:: The data ::
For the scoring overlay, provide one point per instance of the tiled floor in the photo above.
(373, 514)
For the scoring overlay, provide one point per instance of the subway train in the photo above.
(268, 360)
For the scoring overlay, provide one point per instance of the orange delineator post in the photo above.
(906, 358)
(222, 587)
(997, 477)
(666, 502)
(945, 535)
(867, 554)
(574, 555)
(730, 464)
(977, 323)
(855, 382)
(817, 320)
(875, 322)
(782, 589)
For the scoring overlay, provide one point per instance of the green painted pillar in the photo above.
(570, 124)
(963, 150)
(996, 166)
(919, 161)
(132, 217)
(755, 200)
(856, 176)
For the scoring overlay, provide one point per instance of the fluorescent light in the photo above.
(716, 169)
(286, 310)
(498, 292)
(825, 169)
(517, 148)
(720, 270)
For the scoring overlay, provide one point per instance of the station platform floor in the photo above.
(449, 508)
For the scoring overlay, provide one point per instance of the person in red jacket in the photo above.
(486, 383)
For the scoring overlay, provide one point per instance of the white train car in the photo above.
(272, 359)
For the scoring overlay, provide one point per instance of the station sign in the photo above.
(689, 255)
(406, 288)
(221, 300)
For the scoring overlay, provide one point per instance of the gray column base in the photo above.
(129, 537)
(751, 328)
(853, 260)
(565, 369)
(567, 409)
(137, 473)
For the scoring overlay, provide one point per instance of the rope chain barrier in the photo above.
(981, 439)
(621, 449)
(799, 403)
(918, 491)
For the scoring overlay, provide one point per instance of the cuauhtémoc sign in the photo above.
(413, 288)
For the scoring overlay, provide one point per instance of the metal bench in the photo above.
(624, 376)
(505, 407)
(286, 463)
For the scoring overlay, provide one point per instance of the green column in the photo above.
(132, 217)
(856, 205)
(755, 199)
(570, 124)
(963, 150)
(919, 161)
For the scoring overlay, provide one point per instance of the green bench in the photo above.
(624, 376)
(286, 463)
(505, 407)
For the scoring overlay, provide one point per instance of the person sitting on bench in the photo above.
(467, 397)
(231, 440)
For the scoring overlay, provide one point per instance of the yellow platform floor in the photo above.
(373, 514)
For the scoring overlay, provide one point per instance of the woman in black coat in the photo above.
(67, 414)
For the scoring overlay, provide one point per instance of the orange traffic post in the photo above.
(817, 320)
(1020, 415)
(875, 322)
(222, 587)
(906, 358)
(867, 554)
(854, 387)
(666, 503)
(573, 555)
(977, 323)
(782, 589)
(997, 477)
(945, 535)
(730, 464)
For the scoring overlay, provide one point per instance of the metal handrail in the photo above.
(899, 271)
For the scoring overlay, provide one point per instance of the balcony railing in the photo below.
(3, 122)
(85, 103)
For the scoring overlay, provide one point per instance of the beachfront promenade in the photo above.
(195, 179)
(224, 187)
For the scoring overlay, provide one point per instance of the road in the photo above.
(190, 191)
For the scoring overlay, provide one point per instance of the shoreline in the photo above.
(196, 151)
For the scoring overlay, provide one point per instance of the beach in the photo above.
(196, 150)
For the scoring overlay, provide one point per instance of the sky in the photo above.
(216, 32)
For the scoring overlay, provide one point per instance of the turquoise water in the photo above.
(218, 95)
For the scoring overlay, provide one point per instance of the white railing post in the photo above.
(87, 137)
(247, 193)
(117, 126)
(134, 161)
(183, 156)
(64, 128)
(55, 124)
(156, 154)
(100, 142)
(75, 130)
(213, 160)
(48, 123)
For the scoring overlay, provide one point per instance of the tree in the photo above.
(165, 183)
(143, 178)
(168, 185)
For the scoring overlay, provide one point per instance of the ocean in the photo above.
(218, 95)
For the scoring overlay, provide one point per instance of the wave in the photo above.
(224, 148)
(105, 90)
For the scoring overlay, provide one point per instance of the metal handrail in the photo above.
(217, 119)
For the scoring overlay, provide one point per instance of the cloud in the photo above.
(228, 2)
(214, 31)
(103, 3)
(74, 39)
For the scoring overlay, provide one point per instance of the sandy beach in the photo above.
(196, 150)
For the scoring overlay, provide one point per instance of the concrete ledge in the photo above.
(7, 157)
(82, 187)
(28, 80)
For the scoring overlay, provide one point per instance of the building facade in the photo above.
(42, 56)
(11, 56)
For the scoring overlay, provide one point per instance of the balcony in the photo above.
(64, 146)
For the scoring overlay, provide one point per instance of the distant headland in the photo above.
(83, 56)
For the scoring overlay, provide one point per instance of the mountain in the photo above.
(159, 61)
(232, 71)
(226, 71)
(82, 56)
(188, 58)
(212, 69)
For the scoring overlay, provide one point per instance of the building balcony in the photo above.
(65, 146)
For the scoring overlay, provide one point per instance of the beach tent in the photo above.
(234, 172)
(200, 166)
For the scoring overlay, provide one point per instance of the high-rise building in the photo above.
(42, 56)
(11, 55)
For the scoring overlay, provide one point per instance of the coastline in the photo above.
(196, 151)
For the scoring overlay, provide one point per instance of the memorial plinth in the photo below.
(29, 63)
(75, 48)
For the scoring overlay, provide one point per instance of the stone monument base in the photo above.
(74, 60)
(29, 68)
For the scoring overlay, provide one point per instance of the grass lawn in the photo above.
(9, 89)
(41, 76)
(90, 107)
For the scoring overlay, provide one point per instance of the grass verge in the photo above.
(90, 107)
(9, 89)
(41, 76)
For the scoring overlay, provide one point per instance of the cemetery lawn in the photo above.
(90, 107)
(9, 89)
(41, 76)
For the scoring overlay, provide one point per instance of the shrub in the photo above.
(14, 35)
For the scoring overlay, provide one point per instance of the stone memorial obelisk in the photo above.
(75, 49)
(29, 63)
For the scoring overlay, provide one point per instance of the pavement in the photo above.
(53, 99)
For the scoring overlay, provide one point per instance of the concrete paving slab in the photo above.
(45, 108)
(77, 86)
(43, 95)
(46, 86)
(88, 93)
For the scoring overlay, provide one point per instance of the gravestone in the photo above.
:::
▶ **What this task involves**: Every line from the one containing "cemetery lawn in the photo above." through the last line must be copied exactly; leave out the rest.

▶ **Full output**:
For the scoring overlay, provide one point per instance of the cemetery lawn in the photo above.
(90, 107)
(9, 89)
(41, 76)
For the scoring overlay, provide one point per instance of the shrub in the photo above.
(14, 35)
For the scoring overlay, provide one point per instance of the stone memorial obelisk in the photo above.
(75, 49)
(29, 63)
For the scoring overlay, provide one point per instance of the pavement in the photo above.
(53, 99)
For the scoring overlay, provide one point per instance of the concrete paving slab in the photo above.
(45, 108)
(77, 86)
(43, 95)
(46, 86)
(88, 93)
For the scoring overlay, provide one point per instance of the gravestone in the photo above.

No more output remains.